*TASK*.
Starting with the line containing "Target: blurred spectator" and going on through the line containing "Target: dirt track", return the lines of the data below exactly, and only those.

*** RECORDS SHOWN ***

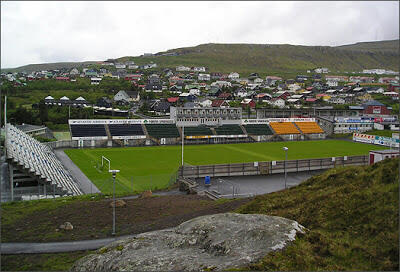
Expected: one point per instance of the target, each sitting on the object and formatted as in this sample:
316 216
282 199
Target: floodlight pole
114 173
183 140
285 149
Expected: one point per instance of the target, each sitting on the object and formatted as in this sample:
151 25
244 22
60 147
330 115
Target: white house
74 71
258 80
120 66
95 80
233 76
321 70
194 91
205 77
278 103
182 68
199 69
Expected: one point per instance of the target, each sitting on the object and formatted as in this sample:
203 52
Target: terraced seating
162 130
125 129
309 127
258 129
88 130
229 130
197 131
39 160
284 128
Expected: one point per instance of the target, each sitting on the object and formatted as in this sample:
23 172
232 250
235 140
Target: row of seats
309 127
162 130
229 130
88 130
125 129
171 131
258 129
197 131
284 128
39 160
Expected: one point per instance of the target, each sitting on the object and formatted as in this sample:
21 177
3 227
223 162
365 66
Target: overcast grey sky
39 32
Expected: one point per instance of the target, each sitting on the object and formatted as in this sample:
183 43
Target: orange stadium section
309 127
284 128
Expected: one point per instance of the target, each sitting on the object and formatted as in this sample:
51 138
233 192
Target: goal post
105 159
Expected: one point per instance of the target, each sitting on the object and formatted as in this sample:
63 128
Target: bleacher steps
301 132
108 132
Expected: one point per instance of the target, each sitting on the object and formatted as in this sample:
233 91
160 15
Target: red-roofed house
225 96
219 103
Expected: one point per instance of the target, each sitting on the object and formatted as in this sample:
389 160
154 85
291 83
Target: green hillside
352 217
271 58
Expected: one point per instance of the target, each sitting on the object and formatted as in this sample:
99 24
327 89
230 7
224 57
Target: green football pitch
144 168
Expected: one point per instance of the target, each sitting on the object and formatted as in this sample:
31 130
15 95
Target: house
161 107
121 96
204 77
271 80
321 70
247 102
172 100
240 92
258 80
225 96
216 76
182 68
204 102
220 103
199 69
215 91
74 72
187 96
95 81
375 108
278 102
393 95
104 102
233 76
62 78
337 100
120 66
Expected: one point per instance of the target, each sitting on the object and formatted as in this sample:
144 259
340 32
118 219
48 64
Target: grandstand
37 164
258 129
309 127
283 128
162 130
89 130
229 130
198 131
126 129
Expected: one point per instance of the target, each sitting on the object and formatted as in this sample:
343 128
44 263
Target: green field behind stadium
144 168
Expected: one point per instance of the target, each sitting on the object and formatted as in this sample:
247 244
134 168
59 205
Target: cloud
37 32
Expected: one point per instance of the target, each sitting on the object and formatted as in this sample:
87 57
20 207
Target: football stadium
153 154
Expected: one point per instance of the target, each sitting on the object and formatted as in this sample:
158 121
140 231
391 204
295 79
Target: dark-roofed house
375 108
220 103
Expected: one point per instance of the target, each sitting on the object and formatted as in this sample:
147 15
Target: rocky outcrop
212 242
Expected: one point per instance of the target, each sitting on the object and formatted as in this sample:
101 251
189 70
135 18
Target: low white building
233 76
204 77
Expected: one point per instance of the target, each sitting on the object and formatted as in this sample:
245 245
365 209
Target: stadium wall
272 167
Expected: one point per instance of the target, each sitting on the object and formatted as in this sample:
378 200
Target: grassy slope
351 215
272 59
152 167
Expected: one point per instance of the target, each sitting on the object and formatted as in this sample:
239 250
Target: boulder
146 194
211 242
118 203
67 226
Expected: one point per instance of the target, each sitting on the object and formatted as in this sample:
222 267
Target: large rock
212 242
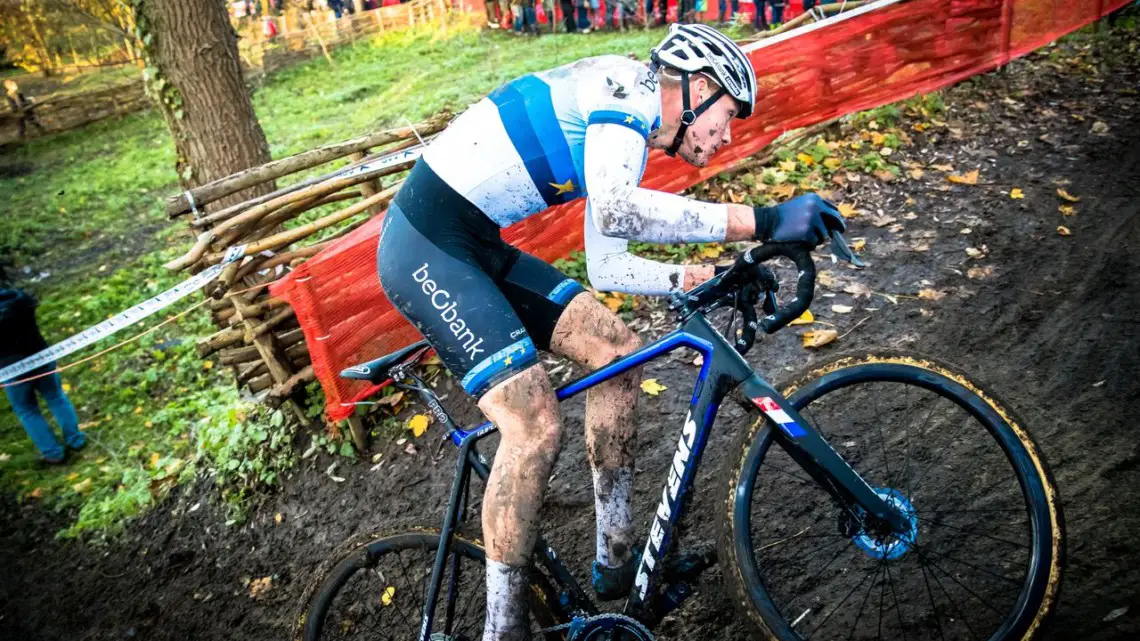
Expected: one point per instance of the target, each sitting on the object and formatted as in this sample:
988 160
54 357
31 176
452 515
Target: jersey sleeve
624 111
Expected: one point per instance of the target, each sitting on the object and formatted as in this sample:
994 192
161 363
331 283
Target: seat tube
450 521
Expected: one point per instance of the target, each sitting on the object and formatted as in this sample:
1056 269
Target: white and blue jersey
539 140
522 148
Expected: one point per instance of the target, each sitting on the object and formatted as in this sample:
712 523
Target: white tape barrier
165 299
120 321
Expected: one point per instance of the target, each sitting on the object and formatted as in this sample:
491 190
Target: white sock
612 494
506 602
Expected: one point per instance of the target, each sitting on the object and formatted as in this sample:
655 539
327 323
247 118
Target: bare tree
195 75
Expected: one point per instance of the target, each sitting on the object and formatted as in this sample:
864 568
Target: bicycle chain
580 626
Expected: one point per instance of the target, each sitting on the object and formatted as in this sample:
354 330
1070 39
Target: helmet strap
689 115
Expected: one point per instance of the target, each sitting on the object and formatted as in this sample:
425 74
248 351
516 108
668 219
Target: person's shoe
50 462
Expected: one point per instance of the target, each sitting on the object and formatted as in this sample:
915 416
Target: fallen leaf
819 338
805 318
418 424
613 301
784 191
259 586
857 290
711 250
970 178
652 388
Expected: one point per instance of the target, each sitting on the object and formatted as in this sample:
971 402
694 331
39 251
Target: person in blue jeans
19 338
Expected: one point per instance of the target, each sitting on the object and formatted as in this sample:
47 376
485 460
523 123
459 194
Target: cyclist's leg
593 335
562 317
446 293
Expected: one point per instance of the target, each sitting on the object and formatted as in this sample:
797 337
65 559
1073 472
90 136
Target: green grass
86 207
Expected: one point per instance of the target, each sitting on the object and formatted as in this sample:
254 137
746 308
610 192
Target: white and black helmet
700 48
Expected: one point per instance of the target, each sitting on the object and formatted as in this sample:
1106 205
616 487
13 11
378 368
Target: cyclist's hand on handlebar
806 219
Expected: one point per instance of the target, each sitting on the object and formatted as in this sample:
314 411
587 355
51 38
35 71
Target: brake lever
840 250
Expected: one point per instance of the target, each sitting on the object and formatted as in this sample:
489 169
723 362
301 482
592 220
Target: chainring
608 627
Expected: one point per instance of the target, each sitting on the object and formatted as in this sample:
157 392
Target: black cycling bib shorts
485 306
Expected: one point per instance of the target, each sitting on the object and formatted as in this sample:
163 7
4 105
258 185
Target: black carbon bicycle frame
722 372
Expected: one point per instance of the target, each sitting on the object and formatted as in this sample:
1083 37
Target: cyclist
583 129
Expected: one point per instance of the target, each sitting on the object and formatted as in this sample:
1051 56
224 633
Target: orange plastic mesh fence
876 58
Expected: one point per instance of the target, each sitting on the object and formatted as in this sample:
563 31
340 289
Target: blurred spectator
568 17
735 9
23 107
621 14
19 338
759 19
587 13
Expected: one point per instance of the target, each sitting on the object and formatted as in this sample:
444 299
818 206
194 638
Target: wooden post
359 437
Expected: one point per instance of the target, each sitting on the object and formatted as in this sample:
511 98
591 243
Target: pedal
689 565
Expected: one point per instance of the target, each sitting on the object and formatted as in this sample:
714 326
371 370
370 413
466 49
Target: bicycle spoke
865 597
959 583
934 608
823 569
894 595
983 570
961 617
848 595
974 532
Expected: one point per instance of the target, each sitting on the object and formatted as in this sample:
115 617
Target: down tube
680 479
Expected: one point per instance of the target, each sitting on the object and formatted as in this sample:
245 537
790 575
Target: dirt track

*** End of RECORDS SHOWN ***
*** RECORDS SHOWN ***

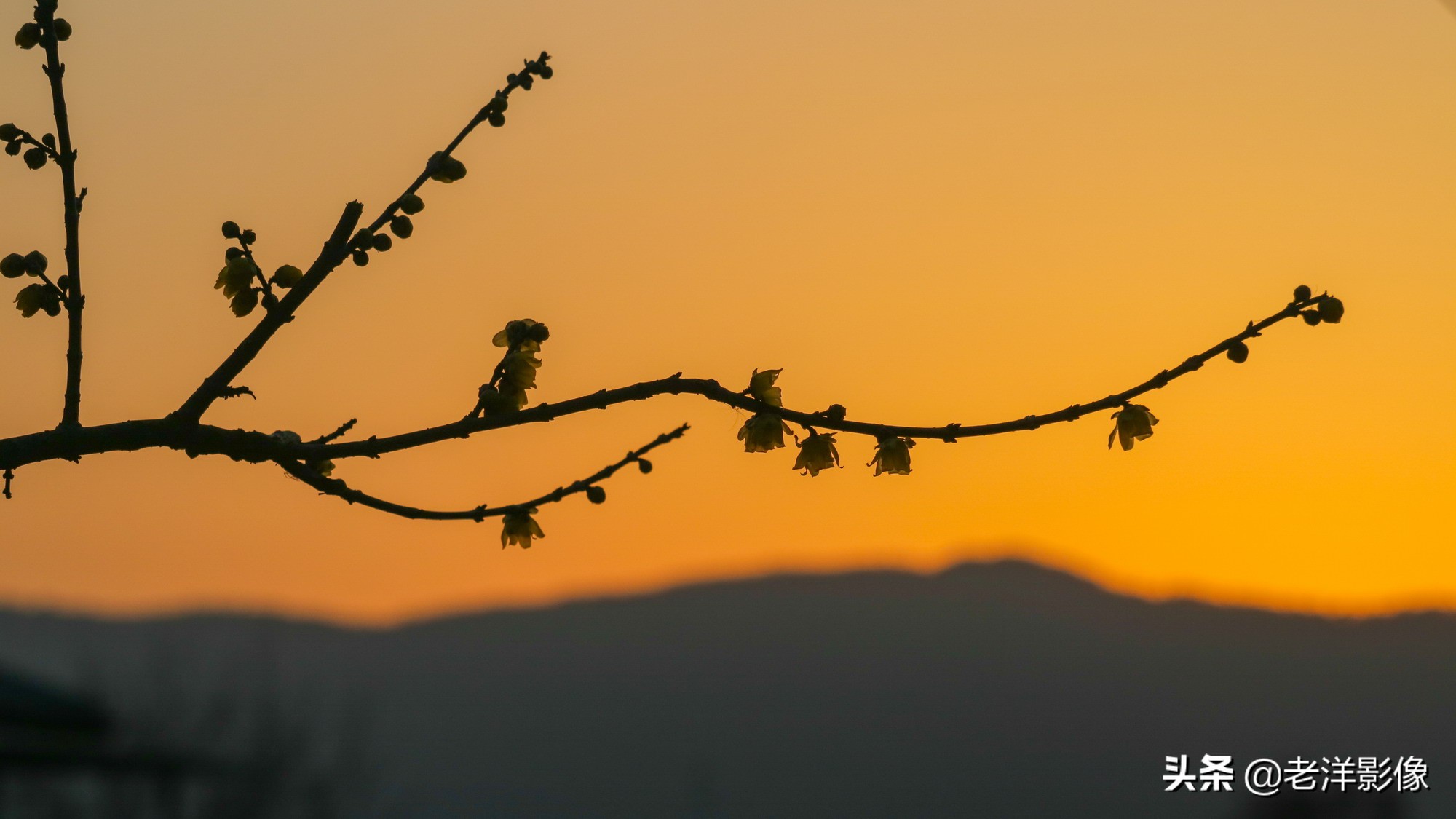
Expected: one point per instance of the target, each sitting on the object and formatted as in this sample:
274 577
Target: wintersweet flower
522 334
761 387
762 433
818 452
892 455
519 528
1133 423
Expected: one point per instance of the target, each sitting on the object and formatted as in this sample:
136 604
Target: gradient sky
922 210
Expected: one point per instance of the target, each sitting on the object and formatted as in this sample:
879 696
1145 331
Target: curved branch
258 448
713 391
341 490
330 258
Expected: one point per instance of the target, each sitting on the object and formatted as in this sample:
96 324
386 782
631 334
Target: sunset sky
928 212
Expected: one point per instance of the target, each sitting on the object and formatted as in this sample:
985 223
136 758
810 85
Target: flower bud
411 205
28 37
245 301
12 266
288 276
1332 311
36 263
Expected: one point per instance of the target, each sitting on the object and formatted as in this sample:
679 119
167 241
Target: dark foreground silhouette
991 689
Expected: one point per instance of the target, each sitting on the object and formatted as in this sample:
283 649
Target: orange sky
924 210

*** End of RECORDS SHOWN ***

*RESPONSE BOX*.
Target: blurred spectator
568 17
735 9
23 107
621 14
19 338
759 19
587 13
Expected: one point per instance of the target, each sitting on the object and formatted as in this sample:
444 299
818 206
194 638
Target: wooden post
359 437
Expected: one point per instance of the target, each sitting on the object and formatted as in this sample:
511 98
591 243
Target: pedal
689 565
Expected: one point per instance of the target, each sitting on the object and formatted as in this sample:
714 326
371 370
370 413
466 49
Target: bicycle spoke
865 597
959 583
934 608
823 569
894 595
983 570
961 617
848 595
974 532
Expected: one point per instance of the target, each sitting on the object and formatted as in this sample:
115 617
Target: down tube
680 479
Expected: one point per instance of the target, each sitting on the object and formatted as in this sample:
245 537
790 575
Target: dirt track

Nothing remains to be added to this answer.